> **Selected passage**
........

The revolution of healthcare delivery in India is leveraging AI-powered diagnostics, telemedicine, and surveillance tools across both public and private sectors. By integrating these frontier technologies, the Government of India is fulfilling its commitment to Universal Health Coverage—effectively bridging delivery gaps, elevating the standard of medical services and products, and ensuring affordable care for every citizen.

Guided by the vision of 'Welfare for All, Happiness for All' (Sarvajana Hitaya, Sarvajana Sukhaya), the Union Cabinet launched the IndiaAI mission in March 2024 to advance inclusive development, strengthen governance, and improve public service delivery—including healthcare. The mission embodies two core principles:

• Democratisation of technology, ensuring AI tools reach all segments of society including rural and underserved populations

• Technology for humanity, deploying AI not merely for technological advancement but to address critical societal challenges, improve quality of life, and advance the public good.

........

> **Stored items**
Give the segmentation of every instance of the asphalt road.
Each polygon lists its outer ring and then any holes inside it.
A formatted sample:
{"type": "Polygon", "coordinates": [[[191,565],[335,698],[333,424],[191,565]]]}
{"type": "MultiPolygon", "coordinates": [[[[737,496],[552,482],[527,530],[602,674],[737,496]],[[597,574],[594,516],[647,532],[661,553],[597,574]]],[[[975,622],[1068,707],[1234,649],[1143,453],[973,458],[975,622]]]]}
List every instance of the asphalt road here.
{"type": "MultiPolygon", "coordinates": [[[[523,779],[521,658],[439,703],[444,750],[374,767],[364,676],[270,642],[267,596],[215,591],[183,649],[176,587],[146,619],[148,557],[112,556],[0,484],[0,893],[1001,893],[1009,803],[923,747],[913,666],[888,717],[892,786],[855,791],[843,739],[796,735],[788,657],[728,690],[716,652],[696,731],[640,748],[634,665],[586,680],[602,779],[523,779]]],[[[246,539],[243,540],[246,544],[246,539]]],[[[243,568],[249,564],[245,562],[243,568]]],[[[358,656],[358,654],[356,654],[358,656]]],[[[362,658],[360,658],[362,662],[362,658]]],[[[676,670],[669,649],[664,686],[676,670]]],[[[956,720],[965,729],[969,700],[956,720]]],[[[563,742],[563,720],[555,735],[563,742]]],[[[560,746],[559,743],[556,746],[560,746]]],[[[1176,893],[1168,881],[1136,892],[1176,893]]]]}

........

> **Tasks for this exercise**
1. Name every technology that the passage on AI in Indian healthcare says is being leveraged in healthcare delivery.
2. Quote the passage on AI in Indian healthcare from "Guided by the" down to "the public good.".
3. Carry the passage on AI in Indian healthcare forward from its final sentence.

> **Answers provided**
1. AI-powered diagnostics, telemedicine, and surveillance tools

2.
Guided by the vision of 'Welfare for All, Happiness for All' (Sarvajana Hitaya, Sarvajana Sukhaya), the Union Cabinet launched the IndiaAI mission in March 2024 to advance inclusive development, strengthen governance, and improve public service delivery—including healthcare. The mission embodies two core principles:

• Democratisation of technology, ensuring AI tools reach all segments of society including rural and underserved populations

• Technology for humanity, deploying AI not merely for technological advancement but to address critical societal challenges, improve quality of life, and advance the public good.

3.
This comprehensive approach aims to transform healthcare delivery as part of India's journey toward Viksit Bharat by 2047.

The Union Government recognised AI’s transformative potential in healthcare delivery years ago. In 2018, the Niti Aayog published the National Strategy for Artificial Intelligence, which envisions AI, robotics and the Internet of Medical Things as the “new nervous system for healthcare”, among its myriad applications across various sectors.

AI-powered tools, adopted by the Ministry of Health and Family Welfare’s various national programmes, are democratising healthcare expertise across India. For example, these tools enable frontline workers to screen for TB and diabetic retinopathy while supporting 282 million telemedicine consultations nationwide. Together, these efforts have delivered measurable impact, including a 27% reduction in adverse TB outcomes and 12–16% increase in case detection.

India-AI Impact Summit 2026
India will host the Global South's first international AI summit in New Delhi from 16 to 20 February, bringing together global leaders, policymakers, technology firms, innovators, and experts. The summit will cover AI-centred policy, research, industry, and public engagement.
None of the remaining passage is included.